▶ **Liste des tâches**:
- A) D'après l'extrait sur le Konvwa, à quel endroit la première diffusion en direct aura-t-elle lieu ?
- B) Transcrivez fidèlement le passage de l'extrait sur le Konvwa qui commence aux mots "Les précautions telles" et s'achève après les mots "leur page Facebook.".

▶ **Extrait du document**:
□ □ □ □

Les précautions telles que les gestes barrière, la distanciation ou encore le nombre de participants, entre autres, imposent aux organisateurs de changer la physionomie des « étapes » du Konvwa. Pour cette nouvelle édition intitulée « L’histoire du Konvwa racontée autour des masses d’eau », les membres du MIR proposent un programme, tout en visio-conférence, sur leur page Facebook.
La première diffusion, en live, aura donc lieu à partir de 10 heures, sur le site des Salines, où un hommage sera rendu aux ancêtres Africains déportés aux Amériques.
Suite du programme :
— Lundi 11 mai : Présentation du Konvwa en présence des membres du MIR
— Mardi 12 mai : Présentation de l’ouvrage collectif : « La Réparation, une exigence pour l’Humanité. »

□ □ □ □

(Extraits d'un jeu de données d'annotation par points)
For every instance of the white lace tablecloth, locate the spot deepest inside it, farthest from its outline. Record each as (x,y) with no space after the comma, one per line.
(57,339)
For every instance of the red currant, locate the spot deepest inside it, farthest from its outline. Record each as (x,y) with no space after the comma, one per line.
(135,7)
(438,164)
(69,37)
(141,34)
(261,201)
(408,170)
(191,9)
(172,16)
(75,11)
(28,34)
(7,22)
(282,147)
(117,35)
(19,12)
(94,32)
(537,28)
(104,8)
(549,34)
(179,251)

□ □ □ □

▶ **Réponses par tâche**:
- A) Sur le site des Salines.

- B)
Les précautions telles que les gestes barrière, la distanciation ou encore le nombre de participants, entre autres, imposent aux organisateurs de changer la physionomie des « étapes » du Konvwa. Pour cette nouvelle édition intitulée « L’histoire du Konvwa racontée autour des masses d’eau », les membres du MIR proposent un programme, tout en visio-conférence, sur leur page Facebook.